**TRECHO PARA LEITURA**
↓

A relação entre o princípio Sola Scriptura e os escritos de Ellen White

Os adventistas do sétimo dia acreditam que Ellen White recebeu o dom de profecia (1Co 12:10), e que Deus a designou como uma mensageira especial para chamar atenção para as Escrituras Sagradas. “Desde os 17 anos, até morrer 70 anos depois, Deus lhe deu cerca de 2.000 visões e sonhos. As visões variavam em duração de menos de um minuto a quase quatro horas. Ela escreveu o conhecimento e os conselhos recebidos por meio dessas revelações a fim de compartilhá-los com outras pessoas.”1

Este artigo considera a relação entre os escritos de Ellen White e as Escrituras. Os pioneiros adventistas tiveram que lidar com essa questão logo após ela receber suas primeiras visões. Tiago White aceitou as revelações desde o início. A respeito da relação delas com a Bíblia, ele disse: “A Bíblia é uma revelação perfeita e completa. É nossa única regra de fé e prática. Mas isso não é motivo para que Deus não mostre o cumprimento passado, presente e futuro de Sua Palavra, nestes últimos dias, por sonhos e visões, de acordo com o testemunho de Pedro. As verdadeiras visões são dadas para nos conduzir a Deus e à Sua Palavra escrita; mas aquelas que são dadas como uma nova regra de fé e prática, separadas da Bíblia, não podem ser de Deus e devem ser rejeitadas.”2

Quando o argumento “a Bíblia, e a Bíblia somente” foi apresentado em oposição ao ministério de Ellen White, Urias Smith declarou: “Quando afirmamos crer na Bíblia, e na Bíblia somente, nos comprometemos a aceitar, inequívoca e plenamente, tudo o que a Bíblia ensina.”Ele então citou Joel 2:28: “E acontecerá, depois disso, que derramarei o Meu Espírito sobre toda a humanidade.” Isso, disse Smith, começou a se cumprir no dia de Pentecostes. E seguindo o derramamento do Espírito, Joel predisse que “os filhos e as filhas” também profetizariam (v. 28), ao que Smith comentou: “O próximo anúncio após o fato de que o Espírito deveria ser dado é que o dom de profecia seria exercido. Uma vez que uma parte da profecia foi cumprida, e Deus concedeu Seu Espírito ao Seu povo, é certo que a outra parte será cumprida, e profecias, sonhos e visões serão manifestados no meio dele; pois eles estão juntos, unidos e inseparáveis.”4

Apocalipse 12:17

Em Apocalipse 12, João esboçou a história da igreja cristã desde o tempo de Jesus, o Filho no verso 5, até o tempo do fim, no versículo 17. O texto afirma que “o dragão ficou irado com a mulher e foi travar guerra com o restante da descendência dela, ou seja, os que guardam os mandamentos de Deus e têm o testemunho de Jesus”. De acordo com essa profecia, a igreja remanescente seria reconhecida por duas marcas específicas: (1) guardar os mandamentos de Deus; e (2) ter o testemunho de Jesus.

↑

**SUAS TAREFAS**
1. Transcreva sem alterações um trecho do texto sobre Ellen White e as Escrituras: comece nas palavras que têm "Em Apocalipse 12, João" e pare depois de "testemunho de Jesus.".
2. Por favor, extraia dos registros cada linha que contenha a palavra "wall", respeitando a diferença entre maiúsculas e minúsculas.

Entradas de anotação de coordenadas
↓

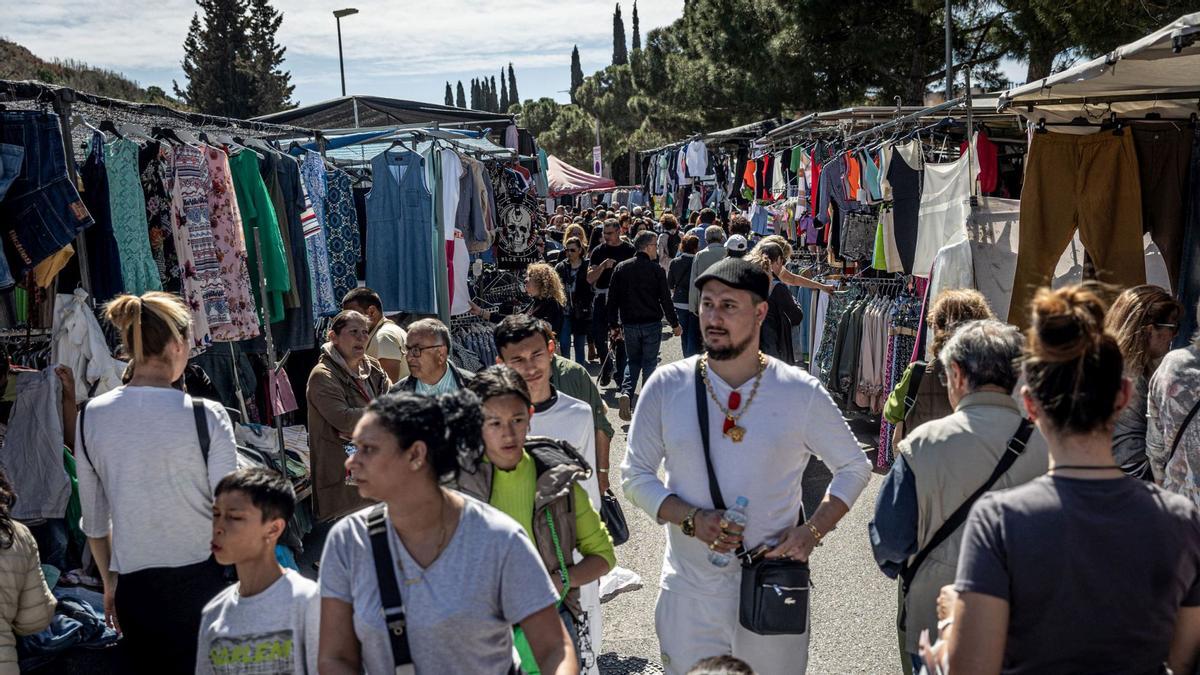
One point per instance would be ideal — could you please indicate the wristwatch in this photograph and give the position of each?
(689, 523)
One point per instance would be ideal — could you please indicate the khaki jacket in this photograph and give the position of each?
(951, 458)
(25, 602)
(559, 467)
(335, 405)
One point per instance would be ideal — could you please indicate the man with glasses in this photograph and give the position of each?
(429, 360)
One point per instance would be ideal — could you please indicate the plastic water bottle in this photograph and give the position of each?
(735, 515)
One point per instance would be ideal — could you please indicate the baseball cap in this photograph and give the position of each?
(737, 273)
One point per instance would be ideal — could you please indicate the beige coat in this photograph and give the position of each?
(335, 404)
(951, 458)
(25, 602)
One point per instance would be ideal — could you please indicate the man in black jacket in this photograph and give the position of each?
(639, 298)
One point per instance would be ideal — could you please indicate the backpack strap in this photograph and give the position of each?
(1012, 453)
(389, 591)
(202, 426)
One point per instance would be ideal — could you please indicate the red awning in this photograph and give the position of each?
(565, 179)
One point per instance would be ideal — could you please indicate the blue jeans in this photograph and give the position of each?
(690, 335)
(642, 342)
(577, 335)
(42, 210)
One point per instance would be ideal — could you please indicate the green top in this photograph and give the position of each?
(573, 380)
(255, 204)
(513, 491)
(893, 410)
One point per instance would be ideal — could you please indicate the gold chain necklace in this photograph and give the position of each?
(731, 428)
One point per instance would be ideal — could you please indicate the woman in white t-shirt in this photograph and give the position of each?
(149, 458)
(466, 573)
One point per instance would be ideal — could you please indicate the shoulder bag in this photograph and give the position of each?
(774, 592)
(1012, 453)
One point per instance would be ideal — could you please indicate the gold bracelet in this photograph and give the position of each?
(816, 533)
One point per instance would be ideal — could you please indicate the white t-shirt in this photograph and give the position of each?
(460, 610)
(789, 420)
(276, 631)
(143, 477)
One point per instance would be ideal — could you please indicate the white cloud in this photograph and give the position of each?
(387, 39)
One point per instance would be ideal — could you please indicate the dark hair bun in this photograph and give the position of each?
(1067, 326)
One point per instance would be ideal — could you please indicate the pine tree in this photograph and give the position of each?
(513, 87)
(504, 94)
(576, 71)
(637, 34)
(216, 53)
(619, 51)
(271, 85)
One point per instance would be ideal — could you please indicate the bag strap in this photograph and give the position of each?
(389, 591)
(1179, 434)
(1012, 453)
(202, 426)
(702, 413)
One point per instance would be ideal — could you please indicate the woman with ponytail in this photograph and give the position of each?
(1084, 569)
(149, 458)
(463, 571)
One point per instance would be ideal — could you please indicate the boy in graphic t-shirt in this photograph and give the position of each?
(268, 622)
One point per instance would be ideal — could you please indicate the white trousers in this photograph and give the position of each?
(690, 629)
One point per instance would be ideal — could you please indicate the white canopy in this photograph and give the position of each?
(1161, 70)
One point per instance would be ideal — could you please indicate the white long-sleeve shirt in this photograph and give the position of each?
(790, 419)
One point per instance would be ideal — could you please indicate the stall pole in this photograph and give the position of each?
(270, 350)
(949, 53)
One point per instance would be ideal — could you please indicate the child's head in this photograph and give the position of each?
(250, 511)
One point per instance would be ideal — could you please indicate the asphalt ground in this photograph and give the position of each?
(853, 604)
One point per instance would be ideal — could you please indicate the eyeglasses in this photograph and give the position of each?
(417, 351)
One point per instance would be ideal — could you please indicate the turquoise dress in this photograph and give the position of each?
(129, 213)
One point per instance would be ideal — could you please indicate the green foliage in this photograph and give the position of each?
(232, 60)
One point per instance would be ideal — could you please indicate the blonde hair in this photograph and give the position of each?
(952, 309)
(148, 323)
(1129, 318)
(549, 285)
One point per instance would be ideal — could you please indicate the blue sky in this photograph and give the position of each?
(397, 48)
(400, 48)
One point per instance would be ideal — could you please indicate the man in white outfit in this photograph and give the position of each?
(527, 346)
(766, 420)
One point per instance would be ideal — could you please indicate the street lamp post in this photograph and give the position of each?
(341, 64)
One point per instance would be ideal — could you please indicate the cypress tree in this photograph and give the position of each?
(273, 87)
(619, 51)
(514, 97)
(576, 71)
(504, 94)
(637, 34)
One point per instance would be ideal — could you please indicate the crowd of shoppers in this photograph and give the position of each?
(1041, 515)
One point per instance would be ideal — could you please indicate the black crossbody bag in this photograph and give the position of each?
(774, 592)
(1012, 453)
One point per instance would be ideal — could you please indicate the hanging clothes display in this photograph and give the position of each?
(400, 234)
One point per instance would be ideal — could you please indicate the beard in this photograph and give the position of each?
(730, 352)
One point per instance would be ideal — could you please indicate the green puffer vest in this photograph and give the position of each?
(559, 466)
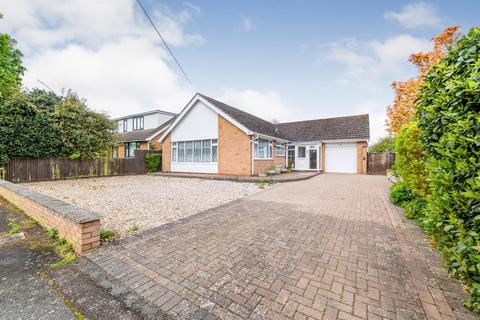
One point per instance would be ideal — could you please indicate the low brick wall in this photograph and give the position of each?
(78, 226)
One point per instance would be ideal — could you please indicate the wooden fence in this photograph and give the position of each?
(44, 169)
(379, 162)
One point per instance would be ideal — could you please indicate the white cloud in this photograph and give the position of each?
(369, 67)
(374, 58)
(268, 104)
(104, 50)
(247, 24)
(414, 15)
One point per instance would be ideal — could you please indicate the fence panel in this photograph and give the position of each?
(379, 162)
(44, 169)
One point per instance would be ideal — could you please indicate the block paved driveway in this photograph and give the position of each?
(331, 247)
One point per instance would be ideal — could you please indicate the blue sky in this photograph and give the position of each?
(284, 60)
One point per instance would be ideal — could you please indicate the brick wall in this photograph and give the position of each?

↑

**RESULTADOS POR TAREFA**
1.
Em Apocalipse 12, João esboçou a história da igreja cristã desde o tempo de Jesus, o Filho no verso 5, até o tempo do fim, no versículo 17. O texto afirma que “o dragão ficou irado com a mulher e foi travar guerra com o restante da descendência dela, ou seja, os que guardam os mandamentos de Deus e têm o testemunho de Jesus”. De acordo com essa profecia, a igreja remanescente seria reconhecida por duas marcas específicas: (1) guardar os mandamentos de Deus; e (2) ter o testemunho de Jesus.

2.
One point per instance would be ideal — could you please indicate the low brick wall in this photograph and give the position of each?
One point per instance would be ideal — could you please indicate the brick wall in this photograph and give the position of each?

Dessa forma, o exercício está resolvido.